Can you reproduce, word for word, the records from the line with "point: stone gravestone" to the line with "column 307, row 140", including both of those lines?

┄┄┄┄┄┄┄┄┄┄

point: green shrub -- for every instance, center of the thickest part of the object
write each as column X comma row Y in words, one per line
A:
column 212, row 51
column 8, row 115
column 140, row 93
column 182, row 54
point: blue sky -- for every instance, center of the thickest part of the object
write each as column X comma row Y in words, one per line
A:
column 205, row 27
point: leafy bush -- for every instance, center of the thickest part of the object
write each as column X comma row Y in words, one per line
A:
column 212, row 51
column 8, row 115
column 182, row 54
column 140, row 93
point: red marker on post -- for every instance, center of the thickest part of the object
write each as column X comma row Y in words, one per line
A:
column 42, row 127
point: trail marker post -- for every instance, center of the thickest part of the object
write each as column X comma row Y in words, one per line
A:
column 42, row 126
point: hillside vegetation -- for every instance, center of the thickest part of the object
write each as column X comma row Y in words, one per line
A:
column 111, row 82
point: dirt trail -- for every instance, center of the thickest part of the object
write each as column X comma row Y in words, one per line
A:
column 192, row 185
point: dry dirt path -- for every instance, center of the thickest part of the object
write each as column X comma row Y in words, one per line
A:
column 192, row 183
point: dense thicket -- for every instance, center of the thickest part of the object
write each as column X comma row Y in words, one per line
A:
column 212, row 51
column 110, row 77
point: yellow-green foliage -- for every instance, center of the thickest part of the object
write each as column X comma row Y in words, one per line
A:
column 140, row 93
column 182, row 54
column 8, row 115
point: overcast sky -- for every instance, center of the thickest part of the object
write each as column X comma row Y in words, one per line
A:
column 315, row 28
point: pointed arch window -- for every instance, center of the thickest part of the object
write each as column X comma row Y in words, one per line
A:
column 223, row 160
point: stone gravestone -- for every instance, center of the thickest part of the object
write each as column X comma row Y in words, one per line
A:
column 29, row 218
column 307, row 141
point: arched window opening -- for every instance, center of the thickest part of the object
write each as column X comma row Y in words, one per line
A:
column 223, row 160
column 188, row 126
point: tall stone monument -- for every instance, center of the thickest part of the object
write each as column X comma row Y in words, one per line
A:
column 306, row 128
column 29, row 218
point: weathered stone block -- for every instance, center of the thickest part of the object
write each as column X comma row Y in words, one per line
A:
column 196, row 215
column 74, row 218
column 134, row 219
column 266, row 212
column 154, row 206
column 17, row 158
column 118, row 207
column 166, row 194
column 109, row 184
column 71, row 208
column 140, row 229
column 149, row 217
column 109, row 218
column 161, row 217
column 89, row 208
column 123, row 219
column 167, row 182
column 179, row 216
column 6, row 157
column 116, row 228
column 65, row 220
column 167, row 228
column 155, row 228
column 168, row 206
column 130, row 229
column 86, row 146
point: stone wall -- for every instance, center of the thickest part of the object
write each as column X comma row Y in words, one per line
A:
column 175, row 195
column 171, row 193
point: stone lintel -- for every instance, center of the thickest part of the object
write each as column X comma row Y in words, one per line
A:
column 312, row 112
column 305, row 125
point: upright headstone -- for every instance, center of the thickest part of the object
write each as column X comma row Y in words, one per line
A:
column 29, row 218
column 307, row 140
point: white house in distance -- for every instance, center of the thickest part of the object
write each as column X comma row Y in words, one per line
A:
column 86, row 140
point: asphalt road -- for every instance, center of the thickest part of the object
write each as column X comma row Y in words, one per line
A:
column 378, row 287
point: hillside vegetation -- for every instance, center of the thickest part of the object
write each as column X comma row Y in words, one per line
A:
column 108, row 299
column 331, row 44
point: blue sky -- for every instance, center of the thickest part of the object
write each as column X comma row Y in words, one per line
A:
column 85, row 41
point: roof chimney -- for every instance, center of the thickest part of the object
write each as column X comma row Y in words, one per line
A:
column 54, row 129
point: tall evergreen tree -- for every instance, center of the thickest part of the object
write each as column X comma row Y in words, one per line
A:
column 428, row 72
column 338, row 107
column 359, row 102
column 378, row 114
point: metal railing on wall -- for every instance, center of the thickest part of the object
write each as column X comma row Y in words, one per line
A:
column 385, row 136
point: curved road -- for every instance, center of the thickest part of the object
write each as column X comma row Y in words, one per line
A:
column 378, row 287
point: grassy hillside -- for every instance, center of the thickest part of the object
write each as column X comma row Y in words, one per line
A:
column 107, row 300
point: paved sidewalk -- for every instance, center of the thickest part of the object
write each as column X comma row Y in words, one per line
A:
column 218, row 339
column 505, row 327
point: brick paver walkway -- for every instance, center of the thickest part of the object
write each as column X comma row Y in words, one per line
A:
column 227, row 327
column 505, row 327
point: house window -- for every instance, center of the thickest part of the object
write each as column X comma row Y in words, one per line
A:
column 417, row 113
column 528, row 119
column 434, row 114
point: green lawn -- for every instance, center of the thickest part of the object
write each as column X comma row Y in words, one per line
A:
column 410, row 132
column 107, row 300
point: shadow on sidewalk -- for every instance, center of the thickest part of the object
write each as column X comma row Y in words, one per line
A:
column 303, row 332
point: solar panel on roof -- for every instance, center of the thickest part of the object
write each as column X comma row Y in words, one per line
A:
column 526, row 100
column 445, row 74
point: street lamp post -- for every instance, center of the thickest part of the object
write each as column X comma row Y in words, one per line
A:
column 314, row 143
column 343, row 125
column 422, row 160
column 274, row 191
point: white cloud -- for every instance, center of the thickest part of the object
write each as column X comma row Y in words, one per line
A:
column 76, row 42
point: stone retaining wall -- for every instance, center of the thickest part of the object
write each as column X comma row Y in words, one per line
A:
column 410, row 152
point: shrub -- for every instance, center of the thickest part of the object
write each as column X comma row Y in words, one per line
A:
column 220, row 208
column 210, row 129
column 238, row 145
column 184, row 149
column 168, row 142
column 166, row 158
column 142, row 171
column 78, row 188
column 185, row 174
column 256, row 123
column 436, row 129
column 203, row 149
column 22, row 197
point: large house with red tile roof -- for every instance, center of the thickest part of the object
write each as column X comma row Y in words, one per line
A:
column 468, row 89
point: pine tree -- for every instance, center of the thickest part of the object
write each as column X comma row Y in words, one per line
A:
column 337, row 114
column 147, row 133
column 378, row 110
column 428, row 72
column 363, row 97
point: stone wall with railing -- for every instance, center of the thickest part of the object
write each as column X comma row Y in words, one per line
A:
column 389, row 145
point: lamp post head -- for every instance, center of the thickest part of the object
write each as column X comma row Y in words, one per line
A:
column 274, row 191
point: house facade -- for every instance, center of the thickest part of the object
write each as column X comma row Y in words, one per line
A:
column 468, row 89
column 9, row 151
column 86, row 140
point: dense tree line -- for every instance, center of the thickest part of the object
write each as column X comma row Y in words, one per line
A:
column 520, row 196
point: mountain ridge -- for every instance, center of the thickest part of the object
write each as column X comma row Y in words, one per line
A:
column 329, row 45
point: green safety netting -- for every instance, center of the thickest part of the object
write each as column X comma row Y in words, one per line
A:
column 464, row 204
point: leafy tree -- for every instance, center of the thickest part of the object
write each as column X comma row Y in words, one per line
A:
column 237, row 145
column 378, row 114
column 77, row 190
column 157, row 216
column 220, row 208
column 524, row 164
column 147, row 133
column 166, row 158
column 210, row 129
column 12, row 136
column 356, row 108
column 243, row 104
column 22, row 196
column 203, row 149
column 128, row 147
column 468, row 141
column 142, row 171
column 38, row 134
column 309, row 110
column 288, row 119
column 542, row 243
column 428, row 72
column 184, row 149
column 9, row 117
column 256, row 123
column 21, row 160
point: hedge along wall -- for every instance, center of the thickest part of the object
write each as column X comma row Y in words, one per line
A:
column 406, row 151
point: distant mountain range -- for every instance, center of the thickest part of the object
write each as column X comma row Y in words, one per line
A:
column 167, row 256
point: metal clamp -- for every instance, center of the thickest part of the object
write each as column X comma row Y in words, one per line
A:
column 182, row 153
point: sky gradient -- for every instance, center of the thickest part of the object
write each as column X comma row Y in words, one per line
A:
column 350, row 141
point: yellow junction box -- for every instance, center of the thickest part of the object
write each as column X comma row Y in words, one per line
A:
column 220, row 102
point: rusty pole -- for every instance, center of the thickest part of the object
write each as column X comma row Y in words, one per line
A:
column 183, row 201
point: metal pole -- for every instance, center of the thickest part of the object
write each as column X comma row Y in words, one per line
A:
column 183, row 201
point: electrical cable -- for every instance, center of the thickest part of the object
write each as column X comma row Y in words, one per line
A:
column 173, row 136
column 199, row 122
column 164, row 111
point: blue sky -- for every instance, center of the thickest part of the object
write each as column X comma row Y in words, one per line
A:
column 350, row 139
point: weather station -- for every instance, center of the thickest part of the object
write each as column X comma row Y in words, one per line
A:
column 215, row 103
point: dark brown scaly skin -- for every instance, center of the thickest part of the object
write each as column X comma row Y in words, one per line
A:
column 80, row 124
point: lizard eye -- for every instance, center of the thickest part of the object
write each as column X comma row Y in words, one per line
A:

┄┄┄┄┄┄┄┄┄┄

▶ **SOLVED PROBLEM**
point: stone gravestone -- for every instance, center of the thickest part of the object
write each as column X comma row Y in words, one per line
A:
column 29, row 218
column 307, row 141
point: arched window opening -- for every instance, center of the thickest part of the object
write each as column X comma row Y in words, one per line
A:
column 223, row 160
column 188, row 126
point: tall stone monument -- for every instance, center of the thickest part of the object
write each as column X comma row Y in words, one per line
A:
column 306, row 128
column 29, row 218
point: weathered stone block -- for every instance, center of the thickest part of the object
write each as column X comma row Y in words, one per line
A:
column 196, row 215
column 74, row 218
column 134, row 219
column 266, row 212
column 154, row 206
column 17, row 158
column 118, row 207
column 166, row 194
column 109, row 184
column 71, row 208
column 140, row 229
column 149, row 217
column 109, row 218
column 161, row 217
column 89, row 208
column 123, row 219
column 167, row 182
column 179, row 216
column 6, row 157
column 116, row 228
column 65, row 220
column 167, row 228
column 155, row 228
column 168, row 206
column 130, row 229
column 86, row 146
point: stone wall -- for every instance, center of the thickest part of the object
write each as column X comma row Y in words, one per line
A:
column 175, row 195
column 171, row 193
point: stone lintel -- for every instance, center of the thickest part of the object
write each as column X comma row Y in words, one per line
A:
column 312, row 112
column 305, row 125
point: upright headstone -- for every instance, center of the thickest part of the object
write each as column X comma row Y in words, one per line
A:
column 29, row 218
column 307, row 140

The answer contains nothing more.